Given exercise -
Extend the passage on the Satyricon below with a few paragraphs that pick up after its last sentence.

Passage to read -
————

The Satyricon of Petronius, as everyone knows, is an “open” novel, like the novels of Henry Miller and Louis Ferdinand Céline, and unlike the closed, tightly closed novels of Flaubert and Manzoni. An open novel—a series of events and adventures without a beginning, middle, or end; without a story, an internal structure. One could add whole chapters to the Satyricon, as to the novels of Miller and Céline, and not damage it at all. Unfortunately, in the Satyricon’s case, whole chapters have disappeared, to its serious impairment, so that today we have only the conclusion of a long, saga-like novel of antiquity. Yet the fact is that even with these amputations the meaning of the work is not lost. But just try to amputate part of a novel by Flaubert and see what you have left.

What is the reason, though, for this open, serial construction, that is, a novel told in episodes or segments barely tied together? We believe that it was that Petronius, like Miller and Céline, reflects in his work a world that is also “open”—the world of the Roman decadence, bereft of rigorous social structures, respected moral conventions, reigning intellectual patterns; but, in recompense, rich in the unexpected, in novelties, absurdities, incongruences, and surprises. Closed novels reflect closed milieux: salons, houses, palaces; open novels, like that of Petronius, the open milieu par excellence—the street. In the salons, houses, and palaces we encounter the castes, classes, professional groups; in the street, the crowd.

————

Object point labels
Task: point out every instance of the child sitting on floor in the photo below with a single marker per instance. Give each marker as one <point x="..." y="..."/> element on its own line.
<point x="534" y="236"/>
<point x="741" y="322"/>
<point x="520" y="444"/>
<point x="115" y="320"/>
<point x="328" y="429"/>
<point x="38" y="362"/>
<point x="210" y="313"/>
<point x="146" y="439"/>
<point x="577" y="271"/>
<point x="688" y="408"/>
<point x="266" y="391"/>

————

The output -
It is obvious that Petronius was only partly aware of all this. As the refined and cultivated man of letters, he was in his novel simply using a genre that had by then most likely attained a definitive maturity: the satire or picaresque novel of ancient times, which in fact demanded that the narration pass with ease and agility, without order or logic, from episode to episode, from subject to subject, with the sole apparent aim of amusing the reader.

Of course, such a novel can only be comic. The scale of values lies shattered on the ground; not only does the writer not believe in anything but he also does not feel any yearning or desire to believe. Standing just above his contemptible characters, he establishes a distance of derision between himself and them, in the very way that the people in certain groups or, better, certain cliques mock each other, even cruelly and harshly, without the mockery implying any real moral differences.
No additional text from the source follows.